- **TASK TO CARRY OUT**:
Pull out every line in the rows below that contains the string "green", matching its case exactly.

- **RECORDS**:
- - -
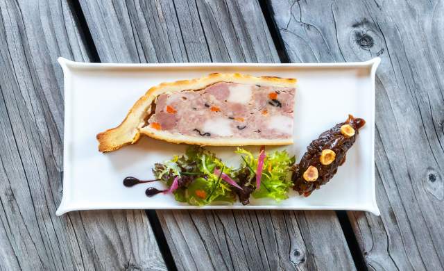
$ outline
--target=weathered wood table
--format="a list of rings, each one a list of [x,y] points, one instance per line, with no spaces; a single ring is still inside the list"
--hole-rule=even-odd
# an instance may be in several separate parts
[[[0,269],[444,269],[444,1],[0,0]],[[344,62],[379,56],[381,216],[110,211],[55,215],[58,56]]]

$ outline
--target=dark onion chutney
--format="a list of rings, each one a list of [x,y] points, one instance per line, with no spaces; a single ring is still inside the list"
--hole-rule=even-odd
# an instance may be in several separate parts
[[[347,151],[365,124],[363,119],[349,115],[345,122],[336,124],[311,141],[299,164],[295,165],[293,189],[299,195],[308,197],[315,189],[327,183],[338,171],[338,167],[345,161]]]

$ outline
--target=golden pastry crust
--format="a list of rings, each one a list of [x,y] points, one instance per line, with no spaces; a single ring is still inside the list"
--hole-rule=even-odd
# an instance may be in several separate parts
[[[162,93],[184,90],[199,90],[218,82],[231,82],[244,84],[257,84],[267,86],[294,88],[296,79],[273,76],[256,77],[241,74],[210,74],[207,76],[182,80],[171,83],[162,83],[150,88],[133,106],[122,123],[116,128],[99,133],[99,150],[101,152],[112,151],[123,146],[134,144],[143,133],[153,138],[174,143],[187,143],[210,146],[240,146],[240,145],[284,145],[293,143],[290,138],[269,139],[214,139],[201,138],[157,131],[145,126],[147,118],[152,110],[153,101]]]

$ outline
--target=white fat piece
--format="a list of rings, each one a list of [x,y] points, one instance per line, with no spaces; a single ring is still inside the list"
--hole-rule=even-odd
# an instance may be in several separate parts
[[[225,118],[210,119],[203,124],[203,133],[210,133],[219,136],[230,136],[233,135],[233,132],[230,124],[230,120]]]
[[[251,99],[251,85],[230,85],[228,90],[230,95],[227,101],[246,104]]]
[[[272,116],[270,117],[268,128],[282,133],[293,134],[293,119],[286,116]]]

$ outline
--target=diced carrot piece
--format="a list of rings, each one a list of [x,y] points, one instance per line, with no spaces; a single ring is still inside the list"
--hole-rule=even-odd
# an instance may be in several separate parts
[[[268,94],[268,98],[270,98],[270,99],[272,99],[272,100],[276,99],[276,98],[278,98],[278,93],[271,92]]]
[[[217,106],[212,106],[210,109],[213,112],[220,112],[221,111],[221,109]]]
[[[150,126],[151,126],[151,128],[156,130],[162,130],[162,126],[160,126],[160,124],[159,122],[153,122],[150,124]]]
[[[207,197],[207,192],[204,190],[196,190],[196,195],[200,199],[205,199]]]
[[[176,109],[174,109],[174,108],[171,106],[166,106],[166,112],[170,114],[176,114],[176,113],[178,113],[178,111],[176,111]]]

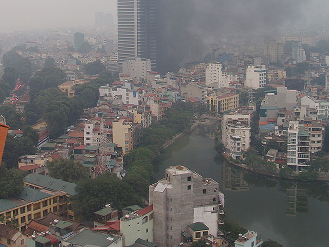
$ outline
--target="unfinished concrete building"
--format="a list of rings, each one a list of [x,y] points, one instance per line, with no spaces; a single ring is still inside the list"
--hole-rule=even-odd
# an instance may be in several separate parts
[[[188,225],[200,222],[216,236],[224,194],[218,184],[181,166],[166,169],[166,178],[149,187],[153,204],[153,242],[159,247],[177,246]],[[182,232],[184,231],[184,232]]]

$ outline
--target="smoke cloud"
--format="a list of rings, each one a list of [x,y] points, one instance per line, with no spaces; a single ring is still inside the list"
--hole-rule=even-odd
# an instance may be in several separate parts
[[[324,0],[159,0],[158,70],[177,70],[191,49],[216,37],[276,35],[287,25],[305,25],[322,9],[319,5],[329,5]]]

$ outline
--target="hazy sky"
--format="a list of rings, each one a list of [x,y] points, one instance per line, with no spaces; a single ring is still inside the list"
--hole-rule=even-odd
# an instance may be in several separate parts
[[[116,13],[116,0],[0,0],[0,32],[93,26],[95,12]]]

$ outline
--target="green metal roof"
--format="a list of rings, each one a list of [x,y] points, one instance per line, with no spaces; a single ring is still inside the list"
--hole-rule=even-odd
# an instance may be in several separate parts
- - -
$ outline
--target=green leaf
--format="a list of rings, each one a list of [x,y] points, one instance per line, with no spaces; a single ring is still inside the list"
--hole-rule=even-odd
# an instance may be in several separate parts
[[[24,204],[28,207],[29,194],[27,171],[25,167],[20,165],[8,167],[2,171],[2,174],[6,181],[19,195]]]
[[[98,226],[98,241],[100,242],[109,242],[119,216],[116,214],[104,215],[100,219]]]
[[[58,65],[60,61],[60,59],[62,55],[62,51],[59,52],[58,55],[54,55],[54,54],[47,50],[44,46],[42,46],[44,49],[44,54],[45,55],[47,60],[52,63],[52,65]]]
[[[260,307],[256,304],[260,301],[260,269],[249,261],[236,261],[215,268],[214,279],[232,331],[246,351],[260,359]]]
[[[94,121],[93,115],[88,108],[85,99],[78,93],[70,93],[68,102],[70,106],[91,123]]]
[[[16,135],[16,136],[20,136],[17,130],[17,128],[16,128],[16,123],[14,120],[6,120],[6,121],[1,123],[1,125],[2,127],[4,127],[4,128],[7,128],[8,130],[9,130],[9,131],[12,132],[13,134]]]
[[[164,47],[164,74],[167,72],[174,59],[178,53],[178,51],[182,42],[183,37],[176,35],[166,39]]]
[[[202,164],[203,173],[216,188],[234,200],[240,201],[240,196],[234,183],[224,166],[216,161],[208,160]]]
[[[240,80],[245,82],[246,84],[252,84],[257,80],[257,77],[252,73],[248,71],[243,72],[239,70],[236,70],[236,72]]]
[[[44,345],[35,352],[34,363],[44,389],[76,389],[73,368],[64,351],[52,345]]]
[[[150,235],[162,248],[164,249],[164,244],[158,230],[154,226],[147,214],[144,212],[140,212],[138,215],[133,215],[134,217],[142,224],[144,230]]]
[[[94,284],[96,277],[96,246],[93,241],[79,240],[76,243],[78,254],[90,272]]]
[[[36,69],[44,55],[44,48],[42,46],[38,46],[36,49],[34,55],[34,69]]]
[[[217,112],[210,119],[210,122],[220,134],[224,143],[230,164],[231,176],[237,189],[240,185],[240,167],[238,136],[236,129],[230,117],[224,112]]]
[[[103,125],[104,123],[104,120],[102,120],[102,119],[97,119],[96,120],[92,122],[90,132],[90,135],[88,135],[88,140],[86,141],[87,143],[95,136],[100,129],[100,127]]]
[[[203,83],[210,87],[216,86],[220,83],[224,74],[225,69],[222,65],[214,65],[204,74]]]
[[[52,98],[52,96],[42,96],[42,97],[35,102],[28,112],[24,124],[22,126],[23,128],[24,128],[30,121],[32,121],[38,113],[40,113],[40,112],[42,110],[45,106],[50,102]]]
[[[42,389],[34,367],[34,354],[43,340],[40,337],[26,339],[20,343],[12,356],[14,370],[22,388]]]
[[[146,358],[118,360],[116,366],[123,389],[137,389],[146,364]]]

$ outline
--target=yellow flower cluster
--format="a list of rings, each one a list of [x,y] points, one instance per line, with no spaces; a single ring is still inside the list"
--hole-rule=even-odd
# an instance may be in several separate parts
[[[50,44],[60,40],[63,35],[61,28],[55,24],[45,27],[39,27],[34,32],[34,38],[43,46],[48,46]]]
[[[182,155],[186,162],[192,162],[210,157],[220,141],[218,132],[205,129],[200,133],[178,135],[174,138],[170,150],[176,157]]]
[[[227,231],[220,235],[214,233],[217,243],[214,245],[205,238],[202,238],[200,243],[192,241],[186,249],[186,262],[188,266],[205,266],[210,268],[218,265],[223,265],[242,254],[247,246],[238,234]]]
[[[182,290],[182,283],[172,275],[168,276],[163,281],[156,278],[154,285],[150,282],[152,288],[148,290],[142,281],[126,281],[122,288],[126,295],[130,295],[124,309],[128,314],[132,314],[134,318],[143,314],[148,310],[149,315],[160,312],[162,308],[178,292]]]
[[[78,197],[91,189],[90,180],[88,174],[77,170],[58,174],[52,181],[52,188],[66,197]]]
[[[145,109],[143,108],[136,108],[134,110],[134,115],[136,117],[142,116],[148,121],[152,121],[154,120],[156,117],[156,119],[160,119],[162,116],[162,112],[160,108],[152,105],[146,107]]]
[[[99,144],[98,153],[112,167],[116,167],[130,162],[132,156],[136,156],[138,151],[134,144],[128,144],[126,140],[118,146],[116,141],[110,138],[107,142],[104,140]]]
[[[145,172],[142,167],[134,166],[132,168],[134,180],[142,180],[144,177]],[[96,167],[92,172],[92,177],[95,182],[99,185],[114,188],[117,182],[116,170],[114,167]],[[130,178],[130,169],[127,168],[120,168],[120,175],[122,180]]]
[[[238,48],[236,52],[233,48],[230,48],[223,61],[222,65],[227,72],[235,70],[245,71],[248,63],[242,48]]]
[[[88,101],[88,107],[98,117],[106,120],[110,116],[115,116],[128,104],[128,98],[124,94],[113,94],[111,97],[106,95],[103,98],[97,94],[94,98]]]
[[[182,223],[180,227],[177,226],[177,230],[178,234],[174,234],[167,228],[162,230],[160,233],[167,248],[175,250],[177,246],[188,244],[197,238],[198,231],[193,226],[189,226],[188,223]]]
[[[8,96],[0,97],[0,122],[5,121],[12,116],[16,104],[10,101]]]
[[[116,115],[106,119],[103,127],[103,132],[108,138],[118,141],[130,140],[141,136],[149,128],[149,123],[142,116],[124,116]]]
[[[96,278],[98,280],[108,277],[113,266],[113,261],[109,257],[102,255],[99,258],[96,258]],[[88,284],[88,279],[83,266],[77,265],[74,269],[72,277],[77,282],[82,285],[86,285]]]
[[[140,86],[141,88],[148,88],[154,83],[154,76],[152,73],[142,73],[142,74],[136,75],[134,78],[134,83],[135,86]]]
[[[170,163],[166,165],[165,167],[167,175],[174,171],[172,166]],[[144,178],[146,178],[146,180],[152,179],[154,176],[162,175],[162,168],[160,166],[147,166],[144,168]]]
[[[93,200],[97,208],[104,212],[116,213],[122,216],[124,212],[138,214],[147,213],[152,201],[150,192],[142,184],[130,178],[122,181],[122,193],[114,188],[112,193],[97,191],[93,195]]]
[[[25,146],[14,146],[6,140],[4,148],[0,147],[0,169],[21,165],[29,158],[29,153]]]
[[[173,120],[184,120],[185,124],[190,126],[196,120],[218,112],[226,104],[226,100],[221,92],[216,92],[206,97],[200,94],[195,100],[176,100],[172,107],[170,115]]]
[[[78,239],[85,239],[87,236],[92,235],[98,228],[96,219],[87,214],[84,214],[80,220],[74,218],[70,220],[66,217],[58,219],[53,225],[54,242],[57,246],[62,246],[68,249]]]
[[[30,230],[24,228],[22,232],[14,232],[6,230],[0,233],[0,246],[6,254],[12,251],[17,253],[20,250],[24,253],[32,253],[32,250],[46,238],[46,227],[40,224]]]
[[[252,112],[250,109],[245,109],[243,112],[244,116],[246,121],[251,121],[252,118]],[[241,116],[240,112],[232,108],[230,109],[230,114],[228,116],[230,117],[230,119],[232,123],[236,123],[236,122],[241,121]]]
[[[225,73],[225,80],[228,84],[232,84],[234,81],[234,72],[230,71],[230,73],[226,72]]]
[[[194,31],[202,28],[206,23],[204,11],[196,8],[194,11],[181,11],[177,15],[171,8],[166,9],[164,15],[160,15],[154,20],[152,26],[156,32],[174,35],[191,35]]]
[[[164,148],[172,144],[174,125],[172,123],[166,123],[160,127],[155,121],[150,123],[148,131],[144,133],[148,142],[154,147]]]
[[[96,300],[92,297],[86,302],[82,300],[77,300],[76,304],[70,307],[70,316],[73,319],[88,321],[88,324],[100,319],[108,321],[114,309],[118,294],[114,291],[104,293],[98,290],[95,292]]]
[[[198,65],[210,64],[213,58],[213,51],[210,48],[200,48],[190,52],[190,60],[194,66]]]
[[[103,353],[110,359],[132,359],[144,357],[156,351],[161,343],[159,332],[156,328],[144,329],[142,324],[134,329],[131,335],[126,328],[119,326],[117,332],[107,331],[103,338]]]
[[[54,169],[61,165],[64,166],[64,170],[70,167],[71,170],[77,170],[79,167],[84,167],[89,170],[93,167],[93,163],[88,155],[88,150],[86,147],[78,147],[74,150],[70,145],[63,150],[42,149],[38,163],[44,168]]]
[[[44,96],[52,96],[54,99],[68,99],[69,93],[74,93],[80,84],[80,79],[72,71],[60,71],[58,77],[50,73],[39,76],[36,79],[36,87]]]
- - -
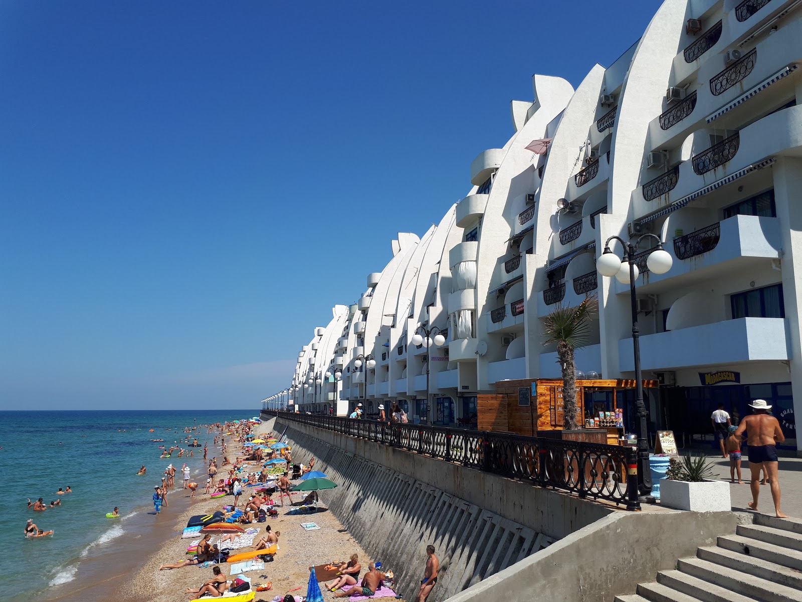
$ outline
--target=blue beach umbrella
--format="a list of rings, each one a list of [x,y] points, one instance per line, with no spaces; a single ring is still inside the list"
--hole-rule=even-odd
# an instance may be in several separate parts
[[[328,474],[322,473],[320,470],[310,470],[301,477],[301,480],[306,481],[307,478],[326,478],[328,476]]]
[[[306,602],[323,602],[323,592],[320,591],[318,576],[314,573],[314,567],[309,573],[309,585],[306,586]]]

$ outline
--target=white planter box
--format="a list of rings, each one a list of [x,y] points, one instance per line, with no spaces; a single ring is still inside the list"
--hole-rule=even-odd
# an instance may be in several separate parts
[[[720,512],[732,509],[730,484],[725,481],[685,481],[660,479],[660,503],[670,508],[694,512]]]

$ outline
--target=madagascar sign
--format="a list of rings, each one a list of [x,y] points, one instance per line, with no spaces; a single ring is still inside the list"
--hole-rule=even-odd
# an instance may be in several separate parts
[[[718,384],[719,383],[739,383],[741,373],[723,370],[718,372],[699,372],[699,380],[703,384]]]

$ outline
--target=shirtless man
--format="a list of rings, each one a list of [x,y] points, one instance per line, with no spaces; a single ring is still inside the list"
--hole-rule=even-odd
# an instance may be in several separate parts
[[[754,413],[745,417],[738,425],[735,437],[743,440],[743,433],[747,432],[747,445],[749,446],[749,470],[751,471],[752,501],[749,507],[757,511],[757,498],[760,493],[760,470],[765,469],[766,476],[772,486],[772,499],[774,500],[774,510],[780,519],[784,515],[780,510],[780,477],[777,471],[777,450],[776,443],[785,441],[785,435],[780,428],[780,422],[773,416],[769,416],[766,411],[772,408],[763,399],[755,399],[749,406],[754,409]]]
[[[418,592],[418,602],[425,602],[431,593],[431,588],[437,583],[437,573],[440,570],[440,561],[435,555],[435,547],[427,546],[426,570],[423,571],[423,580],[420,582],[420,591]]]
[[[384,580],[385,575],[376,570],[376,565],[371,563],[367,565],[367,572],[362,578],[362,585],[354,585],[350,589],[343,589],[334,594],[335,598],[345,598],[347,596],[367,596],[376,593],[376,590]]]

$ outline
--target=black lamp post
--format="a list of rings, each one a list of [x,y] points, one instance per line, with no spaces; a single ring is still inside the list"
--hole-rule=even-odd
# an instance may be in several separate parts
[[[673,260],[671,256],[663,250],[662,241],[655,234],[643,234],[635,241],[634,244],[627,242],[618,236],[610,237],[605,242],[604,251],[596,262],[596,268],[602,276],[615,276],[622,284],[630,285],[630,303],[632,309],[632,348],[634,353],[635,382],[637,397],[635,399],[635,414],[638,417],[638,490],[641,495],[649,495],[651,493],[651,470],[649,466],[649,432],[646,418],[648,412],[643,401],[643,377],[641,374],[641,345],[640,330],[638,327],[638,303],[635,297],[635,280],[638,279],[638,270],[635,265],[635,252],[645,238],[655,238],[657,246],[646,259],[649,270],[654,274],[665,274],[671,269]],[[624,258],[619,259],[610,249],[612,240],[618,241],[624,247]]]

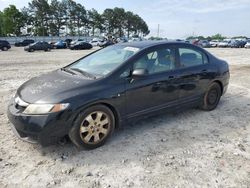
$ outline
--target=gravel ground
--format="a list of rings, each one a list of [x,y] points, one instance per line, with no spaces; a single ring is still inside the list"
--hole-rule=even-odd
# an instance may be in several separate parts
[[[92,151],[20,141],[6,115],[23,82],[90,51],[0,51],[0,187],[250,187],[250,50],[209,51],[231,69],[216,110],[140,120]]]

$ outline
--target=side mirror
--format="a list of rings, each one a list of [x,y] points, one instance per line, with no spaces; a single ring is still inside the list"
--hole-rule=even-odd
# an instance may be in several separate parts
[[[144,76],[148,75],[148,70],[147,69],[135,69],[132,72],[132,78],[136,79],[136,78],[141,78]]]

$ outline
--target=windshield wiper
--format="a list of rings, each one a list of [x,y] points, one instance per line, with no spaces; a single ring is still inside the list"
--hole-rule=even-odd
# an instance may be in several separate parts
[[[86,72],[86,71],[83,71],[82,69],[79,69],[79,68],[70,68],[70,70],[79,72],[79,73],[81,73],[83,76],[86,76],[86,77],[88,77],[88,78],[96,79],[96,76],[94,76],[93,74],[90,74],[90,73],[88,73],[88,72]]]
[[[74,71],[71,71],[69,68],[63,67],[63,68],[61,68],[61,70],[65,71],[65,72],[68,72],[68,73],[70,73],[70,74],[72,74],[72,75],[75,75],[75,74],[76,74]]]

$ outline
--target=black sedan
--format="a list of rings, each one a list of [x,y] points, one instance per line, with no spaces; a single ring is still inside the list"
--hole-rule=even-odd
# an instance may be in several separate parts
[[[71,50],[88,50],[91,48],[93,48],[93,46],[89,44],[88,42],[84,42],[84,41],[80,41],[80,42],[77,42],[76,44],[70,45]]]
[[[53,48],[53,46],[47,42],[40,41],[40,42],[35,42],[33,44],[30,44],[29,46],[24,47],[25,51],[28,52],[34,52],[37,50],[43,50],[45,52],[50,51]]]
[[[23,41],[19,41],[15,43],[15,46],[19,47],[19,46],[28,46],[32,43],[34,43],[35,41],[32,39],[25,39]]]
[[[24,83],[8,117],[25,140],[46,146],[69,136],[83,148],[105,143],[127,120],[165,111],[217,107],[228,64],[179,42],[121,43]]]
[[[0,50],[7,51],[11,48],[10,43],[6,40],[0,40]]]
- - -
- **ANSWER FOR THE TASK**:
--target="green metal roof"
--target=green leaf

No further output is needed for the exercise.